* ФРАГМЕНТ ТЕКСТА *
Естественно, что здесь потребна публицистика, не чуждая, впрочем, и поэтического пафоса. Вот тут как раз Абай великолепно органичен:
«Прислушайтесь: осенний ветер доносит к нам из глубины времен жалобы и стоны… Мне кажется, вдохновенье надо искать не только в радости и счастье, но и в горькой доле народа, в подавленных порывах его смелых сынов. Если слово берет поэт, пусть оно выражает всю правду жизни. Стих, рожденный правдой, подобен ручью, чей исток на высокой горе: он всюду найдет себе дорогу».
И далее Абай будет мучиться, раздумывая над миссией поэта — гражданин? водитель? наставник? Мучиться и клониться к определенности, а она требует публицистической прямоты, готовой в любой миг оборваться новым вопросом, прежним сомнением, а оно требует лирической размытости.
«Кругом нас и над нами, — обращается он к тем же молодым людям, — нависла черная, зловещая мгла. Дни наши — в горести и в беде, лютое зло торжествует. Словно увал за увалом, лежат на нашем пути невежество, злоба, насилие. А мы не помогли народу увидеть свой путь, не зовем его на борьбу. Лучшие сыны русского народа, отважные в мыслях и решительные в делах, находят эти пути, показывают их народу. Мы же, акыны, в беспечном покое поем лишь песни забавы. Нет, не борцы мы! Не сумели встать впереди каравана. Не сумели пробудить народ к борьбе. Вот на что нужны ваши силы!»

* УСЛОВИЕ ЗАДАЧИ *
Приведите часть фрагмента текста между «И далее Абай» и «требует лирической размытости.» включительно, заменив в ней «лирической размытости» на «поэтической неясности». Записи никак не связаны с фрагментом текста.

* ФРАГМЕНТЫ ЗАПИСЕЙ *

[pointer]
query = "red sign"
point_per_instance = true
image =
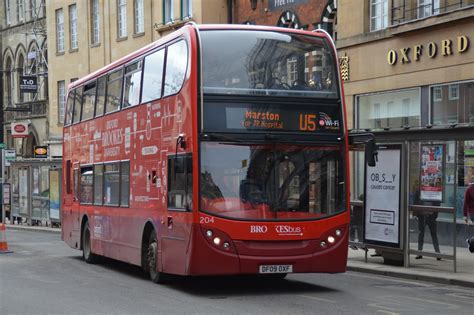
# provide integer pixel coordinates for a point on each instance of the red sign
(19, 130)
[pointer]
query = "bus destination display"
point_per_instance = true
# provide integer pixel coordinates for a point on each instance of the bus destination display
(272, 118)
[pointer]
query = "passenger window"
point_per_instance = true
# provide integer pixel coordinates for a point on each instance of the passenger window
(86, 186)
(176, 63)
(70, 108)
(88, 101)
(132, 82)
(98, 184)
(124, 183)
(153, 76)
(180, 184)
(114, 91)
(100, 101)
(111, 184)
(76, 115)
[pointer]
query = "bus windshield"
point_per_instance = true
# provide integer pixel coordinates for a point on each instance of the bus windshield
(267, 63)
(271, 181)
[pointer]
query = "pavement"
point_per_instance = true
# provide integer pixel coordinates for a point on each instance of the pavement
(426, 269)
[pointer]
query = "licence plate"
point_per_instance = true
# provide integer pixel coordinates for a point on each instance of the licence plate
(275, 268)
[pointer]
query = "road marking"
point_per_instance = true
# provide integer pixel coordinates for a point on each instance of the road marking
(388, 278)
(387, 312)
(317, 299)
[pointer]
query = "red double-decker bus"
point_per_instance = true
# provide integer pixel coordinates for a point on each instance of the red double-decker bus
(217, 150)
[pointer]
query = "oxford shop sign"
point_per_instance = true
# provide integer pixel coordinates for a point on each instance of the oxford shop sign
(429, 50)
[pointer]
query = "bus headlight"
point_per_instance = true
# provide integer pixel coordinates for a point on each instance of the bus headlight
(217, 241)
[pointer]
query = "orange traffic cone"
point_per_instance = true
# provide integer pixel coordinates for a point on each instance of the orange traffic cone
(3, 240)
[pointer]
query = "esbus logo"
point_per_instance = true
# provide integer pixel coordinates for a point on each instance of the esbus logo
(258, 229)
(19, 128)
(287, 229)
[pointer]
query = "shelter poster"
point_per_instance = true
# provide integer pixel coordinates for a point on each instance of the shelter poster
(432, 169)
(382, 201)
(54, 195)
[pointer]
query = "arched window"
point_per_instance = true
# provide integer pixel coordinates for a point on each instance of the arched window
(20, 71)
(8, 81)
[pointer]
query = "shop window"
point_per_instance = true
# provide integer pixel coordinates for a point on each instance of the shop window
(86, 186)
(453, 92)
(176, 64)
(180, 185)
(395, 109)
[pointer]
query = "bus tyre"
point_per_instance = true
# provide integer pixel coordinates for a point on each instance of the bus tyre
(89, 257)
(152, 261)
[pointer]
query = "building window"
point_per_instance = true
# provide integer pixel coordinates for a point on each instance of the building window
(7, 12)
(186, 9)
(453, 92)
(427, 8)
(394, 109)
(139, 17)
(122, 18)
(378, 14)
(73, 26)
(59, 31)
(458, 107)
(167, 11)
(21, 71)
(95, 19)
(20, 11)
(33, 9)
(437, 94)
(9, 81)
(61, 101)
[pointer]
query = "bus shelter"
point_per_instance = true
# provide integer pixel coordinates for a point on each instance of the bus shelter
(434, 175)
(35, 191)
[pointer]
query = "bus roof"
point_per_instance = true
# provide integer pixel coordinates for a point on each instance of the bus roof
(187, 28)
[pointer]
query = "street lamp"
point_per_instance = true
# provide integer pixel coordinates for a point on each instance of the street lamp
(253, 4)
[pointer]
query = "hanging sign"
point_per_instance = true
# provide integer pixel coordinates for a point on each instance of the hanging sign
(19, 130)
(431, 177)
(382, 200)
(28, 84)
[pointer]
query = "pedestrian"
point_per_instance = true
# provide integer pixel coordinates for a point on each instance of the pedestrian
(468, 207)
(427, 219)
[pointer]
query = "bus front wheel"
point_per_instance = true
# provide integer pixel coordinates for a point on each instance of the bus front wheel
(87, 254)
(152, 261)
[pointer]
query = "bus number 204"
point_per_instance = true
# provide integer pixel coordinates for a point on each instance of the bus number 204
(206, 220)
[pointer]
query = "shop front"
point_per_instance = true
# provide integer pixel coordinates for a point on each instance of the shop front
(418, 94)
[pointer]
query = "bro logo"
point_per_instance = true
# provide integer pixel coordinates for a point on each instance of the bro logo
(258, 229)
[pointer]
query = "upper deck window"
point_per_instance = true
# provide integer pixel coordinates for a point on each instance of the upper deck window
(153, 76)
(267, 63)
(176, 64)
(114, 91)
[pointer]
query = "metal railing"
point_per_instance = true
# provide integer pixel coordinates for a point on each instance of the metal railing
(408, 10)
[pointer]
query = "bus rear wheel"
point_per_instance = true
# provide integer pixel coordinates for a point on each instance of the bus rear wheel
(87, 254)
(152, 261)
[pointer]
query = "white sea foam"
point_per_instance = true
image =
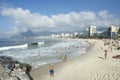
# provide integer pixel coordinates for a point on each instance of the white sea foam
(48, 54)
(13, 47)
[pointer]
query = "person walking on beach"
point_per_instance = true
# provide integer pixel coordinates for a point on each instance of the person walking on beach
(105, 55)
(65, 58)
(51, 70)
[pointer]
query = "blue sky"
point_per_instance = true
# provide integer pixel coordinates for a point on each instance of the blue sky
(18, 16)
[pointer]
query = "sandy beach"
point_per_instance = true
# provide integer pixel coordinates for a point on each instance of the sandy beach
(89, 66)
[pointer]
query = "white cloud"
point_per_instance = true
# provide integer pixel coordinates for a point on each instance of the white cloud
(72, 21)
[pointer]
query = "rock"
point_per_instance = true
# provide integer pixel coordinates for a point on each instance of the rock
(20, 73)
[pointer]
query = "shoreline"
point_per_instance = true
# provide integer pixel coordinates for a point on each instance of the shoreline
(42, 70)
(88, 66)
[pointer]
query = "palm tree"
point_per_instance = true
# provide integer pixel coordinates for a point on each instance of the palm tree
(118, 33)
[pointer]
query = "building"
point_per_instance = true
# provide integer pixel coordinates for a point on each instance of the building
(92, 30)
(112, 31)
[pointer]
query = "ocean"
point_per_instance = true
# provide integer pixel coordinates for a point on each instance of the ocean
(47, 50)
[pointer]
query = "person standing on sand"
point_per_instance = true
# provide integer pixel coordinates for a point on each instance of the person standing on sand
(105, 50)
(51, 70)
(105, 55)
(65, 58)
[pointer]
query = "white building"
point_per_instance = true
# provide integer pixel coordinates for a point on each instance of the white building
(92, 30)
(113, 31)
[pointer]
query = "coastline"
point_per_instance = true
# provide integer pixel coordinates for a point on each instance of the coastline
(43, 70)
(88, 66)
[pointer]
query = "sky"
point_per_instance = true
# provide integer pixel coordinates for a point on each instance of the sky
(17, 16)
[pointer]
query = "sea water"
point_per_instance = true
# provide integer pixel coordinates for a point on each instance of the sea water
(47, 51)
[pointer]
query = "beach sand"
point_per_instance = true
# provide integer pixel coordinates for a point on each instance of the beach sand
(89, 66)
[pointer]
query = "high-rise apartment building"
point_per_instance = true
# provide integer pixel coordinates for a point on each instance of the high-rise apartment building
(92, 30)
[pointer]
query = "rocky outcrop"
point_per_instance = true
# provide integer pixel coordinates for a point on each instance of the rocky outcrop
(20, 73)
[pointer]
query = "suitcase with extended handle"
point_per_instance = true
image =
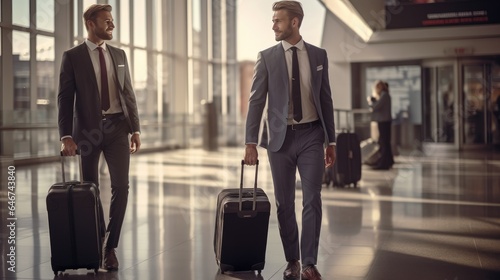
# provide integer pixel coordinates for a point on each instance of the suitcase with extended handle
(73, 224)
(241, 226)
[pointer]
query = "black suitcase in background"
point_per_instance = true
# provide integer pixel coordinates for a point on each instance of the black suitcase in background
(73, 224)
(347, 167)
(241, 226)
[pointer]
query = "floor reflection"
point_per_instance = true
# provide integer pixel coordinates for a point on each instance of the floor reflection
(432, 217)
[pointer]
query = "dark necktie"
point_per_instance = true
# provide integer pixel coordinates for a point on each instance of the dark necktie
(104, 82)
(297, 103)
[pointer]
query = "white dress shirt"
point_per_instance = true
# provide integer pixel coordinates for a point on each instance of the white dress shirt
(309, 112)
(114, 100)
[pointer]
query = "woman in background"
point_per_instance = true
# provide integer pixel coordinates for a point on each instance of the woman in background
(380, 104)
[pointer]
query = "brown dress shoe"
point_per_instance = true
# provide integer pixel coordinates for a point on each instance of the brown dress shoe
(110, 262)
(310, 273)
(292, 271)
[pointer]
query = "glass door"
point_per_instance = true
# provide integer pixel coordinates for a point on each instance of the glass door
(481, 103)
(439, 103)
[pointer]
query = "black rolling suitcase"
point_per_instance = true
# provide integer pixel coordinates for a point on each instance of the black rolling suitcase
(242, 222)
(73, 224)
(347, 167)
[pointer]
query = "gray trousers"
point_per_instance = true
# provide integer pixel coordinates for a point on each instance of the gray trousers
(302, 149)
(112, 141)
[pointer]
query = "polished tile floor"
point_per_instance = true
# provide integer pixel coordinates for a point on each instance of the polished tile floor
(432, 217)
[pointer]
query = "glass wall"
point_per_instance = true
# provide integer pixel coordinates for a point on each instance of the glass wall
(181, 53)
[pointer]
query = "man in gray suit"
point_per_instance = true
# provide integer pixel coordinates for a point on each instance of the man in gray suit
(97, 112)
(295, 133)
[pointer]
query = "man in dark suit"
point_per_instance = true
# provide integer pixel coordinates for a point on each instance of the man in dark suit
(292, 79)
(97, 112)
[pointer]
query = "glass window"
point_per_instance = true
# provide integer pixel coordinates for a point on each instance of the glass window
(45, 15)
(124, 22)
(46, 94)
(158, 25)
(21, 65)
(140, 23)
(21, 13)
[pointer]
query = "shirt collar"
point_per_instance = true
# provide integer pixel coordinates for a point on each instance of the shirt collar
(287, 46)
(93, 46)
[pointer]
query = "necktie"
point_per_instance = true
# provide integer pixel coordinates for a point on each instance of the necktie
(104, 82)
(297, 103)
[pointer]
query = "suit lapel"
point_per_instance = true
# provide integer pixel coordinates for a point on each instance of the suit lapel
(281, 64)
(86, 62)
(118, 65)
(312, 65)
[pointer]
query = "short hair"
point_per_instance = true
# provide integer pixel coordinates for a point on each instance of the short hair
(93, 10)
(293, 8)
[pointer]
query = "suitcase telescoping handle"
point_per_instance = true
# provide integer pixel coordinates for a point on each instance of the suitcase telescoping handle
(254, 185)
(79, 156)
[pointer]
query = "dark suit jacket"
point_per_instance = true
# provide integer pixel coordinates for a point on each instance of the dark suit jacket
(79, 99)
(271, 85)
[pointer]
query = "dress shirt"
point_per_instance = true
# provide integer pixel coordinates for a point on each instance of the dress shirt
(113, 92)
(309, 113)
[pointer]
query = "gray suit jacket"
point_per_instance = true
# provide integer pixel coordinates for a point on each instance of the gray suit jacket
(78, 98)
(271, 87)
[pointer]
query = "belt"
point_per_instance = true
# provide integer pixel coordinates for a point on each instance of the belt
(111, 116)
(303, 125)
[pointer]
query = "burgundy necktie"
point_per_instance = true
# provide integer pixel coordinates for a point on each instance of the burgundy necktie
(104, 82)
(297, 102)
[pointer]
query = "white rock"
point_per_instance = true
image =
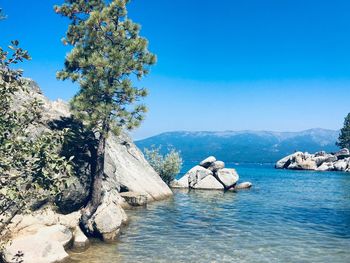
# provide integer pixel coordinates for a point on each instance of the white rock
(70, 220)
(194, 175)
(286, 161)
(217, 165)
(209, 183)
(341, 165)
(81, 242)
(129, 168)
(228, 177)
(207, 162)
(325, 167)
(107, 219)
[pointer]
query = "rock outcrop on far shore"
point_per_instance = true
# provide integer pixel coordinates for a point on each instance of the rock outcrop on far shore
(210, 174)
(320, 161)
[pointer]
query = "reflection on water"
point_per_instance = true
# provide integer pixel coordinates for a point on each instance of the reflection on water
(288, 216)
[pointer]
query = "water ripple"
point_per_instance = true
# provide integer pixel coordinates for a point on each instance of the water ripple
(289, 216)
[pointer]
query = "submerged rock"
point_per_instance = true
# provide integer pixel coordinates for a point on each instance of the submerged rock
(134, 199)
(208, 183)
(80, 242)
(228, 177)
(215, 166)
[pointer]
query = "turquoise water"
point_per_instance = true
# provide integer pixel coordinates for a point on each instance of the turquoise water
(288, 216)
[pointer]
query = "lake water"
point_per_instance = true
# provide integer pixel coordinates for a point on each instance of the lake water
(288, 216)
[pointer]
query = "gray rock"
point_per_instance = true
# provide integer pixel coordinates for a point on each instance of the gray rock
(326, 167)
(81, 242)
(320, 153)
(228, 177)
(181, 183)
(208, 183)
(343, 153)
(129, 169)
(207, 162)
(217, 165)
(341, 165)
(134, 199)
(286, 161)
(108, 219)
(196, 174)
(301, 164)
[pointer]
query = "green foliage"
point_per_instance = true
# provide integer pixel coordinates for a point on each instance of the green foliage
(344, 137)
(167, 166)
(107, 55)
(31, 168)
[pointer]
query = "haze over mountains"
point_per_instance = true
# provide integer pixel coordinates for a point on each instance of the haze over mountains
(243, 146)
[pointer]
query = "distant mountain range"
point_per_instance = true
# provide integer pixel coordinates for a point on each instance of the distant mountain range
(243, 146)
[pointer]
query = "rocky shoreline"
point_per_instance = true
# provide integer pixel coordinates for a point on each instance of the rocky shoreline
(45, 234)
(210, 174)
(320, 161)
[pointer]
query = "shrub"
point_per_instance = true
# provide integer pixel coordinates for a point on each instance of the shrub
(167, 165)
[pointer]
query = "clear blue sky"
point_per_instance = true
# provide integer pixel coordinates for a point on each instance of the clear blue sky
(222, 65)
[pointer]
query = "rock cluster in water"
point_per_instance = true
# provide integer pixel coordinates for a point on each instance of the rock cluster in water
(320, 161)
(210, 174)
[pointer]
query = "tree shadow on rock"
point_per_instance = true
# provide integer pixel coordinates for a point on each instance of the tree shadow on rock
(80, 143)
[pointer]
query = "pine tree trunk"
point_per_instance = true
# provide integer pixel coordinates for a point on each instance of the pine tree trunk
(96, 193)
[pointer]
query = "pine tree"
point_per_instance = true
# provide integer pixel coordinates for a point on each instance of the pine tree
(344, 137)
(107, 58)
(31, 167)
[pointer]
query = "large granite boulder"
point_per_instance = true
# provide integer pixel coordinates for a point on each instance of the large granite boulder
(343, 153)
(108, 219)
(130, 170)
(286, 161)
(214, 177)
(326, 166)
(197, 174)
(41, 236)
(217, 165)
(208, 183)
(125, 170)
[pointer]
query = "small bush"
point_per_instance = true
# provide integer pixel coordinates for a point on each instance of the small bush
(168, 165)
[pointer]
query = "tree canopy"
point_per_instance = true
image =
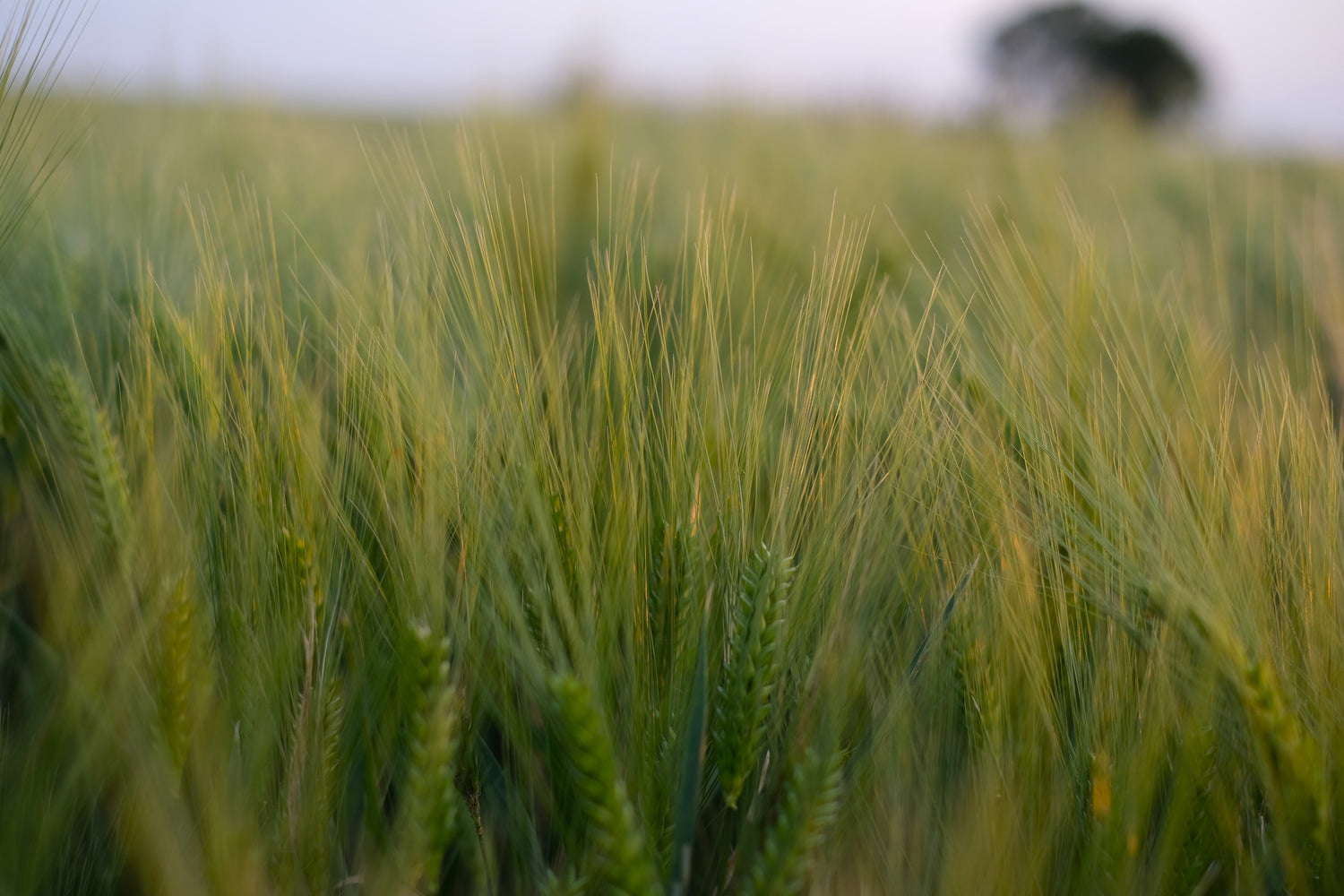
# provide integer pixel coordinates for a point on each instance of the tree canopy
(1069, 56)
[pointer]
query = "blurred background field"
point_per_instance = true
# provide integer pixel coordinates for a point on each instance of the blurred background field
(612, 495)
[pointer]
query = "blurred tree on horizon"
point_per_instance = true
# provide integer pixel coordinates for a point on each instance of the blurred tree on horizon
(1064, 58)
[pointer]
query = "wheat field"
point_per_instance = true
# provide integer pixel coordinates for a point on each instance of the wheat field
(625, 500)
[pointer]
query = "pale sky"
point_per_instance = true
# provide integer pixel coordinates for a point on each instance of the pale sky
(1276, 66)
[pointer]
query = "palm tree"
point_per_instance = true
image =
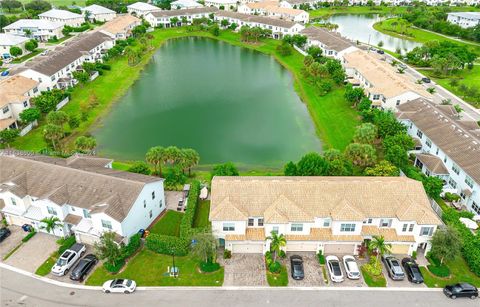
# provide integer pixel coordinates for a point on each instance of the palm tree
(50, 224)
(379, 244)
(276, 242)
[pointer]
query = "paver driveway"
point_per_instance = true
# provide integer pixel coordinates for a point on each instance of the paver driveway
(245, 270)
(33, 252)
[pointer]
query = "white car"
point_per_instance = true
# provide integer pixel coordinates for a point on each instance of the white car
(351, 267)
(119, 286)
(334, 269)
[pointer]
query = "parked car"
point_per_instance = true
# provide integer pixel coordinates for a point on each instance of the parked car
(84, 266)
(351, 267)
(68, 259)
(412, 270)
(394, 268)
(4, 233)
(296, 263)
(334, 269)
(461, 290)
(119, 286)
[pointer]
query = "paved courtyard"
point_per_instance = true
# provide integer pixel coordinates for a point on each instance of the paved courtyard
(245, 270)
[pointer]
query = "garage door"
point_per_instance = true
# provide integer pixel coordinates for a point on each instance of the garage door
(400, 249)
(301, 246)
(339, 249)
(247, 248)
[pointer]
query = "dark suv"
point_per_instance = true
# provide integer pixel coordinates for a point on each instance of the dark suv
(394, 268)
(412, 270)
(461, 290)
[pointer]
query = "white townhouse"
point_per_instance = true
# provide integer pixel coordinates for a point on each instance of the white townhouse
(383, 84)
(41, 30)
(15, 95)
(279, 27)
(227, 5)
(84, 192)
(185, 4)
(55, 70)
(163, 18)
(96, 12)
(333, 45)
(120, 27)
(334, 215)
(67, 18)
(464, 19)
(447, 147)
(140, 9)
(8, 41)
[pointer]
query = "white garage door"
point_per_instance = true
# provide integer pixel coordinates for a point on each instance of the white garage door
(339, 249)
(301, 246)
(247, 248)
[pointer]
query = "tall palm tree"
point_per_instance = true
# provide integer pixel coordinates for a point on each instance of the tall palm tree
(276, 242)
(50, 224)
(378, 243)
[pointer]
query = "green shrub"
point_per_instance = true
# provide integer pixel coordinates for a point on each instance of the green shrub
(208, 267)
(29, 236)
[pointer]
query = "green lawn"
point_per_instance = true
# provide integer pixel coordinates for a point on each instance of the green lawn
(169, 224)
(459, 273)
(201, 215)
(150, 269)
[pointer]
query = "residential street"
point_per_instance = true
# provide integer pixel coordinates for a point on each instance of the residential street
(20, 290)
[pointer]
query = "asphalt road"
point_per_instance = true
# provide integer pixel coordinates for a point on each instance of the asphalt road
(20, 290)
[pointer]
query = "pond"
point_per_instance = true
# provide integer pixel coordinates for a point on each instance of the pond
(360, 27)
(226, 102)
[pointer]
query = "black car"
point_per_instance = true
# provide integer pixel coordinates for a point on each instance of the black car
(4, 233)
(297, 267)
(83, 267)
(412, 270)
(461, 290)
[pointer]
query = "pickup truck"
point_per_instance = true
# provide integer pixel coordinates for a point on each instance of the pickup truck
(68, 259)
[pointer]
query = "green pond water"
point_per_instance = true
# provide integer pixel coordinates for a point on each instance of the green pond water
(226, 102)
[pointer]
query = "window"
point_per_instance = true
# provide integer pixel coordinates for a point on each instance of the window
(296, 227)
(106, 224)
(51, 210)
(426, 231)
(228, 227)
(347, 227)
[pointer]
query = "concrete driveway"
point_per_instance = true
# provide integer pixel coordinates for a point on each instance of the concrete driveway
(11, 241)
(34, 252)
(245, 270)
(313, 271)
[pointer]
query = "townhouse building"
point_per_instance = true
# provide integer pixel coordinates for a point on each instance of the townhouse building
(15, 95)
(120, 27)
(96, 12)
(39, 29)
(333, 45)
(163, 18)
(447, 147)
(334, 215)
(279, 27)
(84, 193)
(383, 84)
(67, 18)
(55, 70)
(140, 9)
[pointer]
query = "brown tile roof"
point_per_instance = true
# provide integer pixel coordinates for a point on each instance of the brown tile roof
(90, 188)
(331, 39)
(433, 163)
(304, 198)
(461, 144)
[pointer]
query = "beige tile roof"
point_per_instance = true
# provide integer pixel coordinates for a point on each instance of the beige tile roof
(461, 142)
(382, 76)
(304, 198)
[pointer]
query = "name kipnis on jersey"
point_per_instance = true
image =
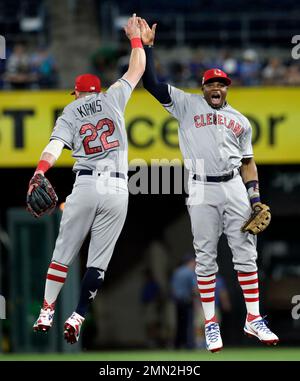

* ПИСЬМЕННЫЙ ОТВЕТ *
И далее Абай будет мучиться, раздумывая над миссией поэта — гражданин? водитель? наставник? Мучиться и клониться к определенности, а она требует публицистической прямоты, готовой в любой миг оборваться новым вопросом, прежним сомнением, а оно требует поэтической неясности.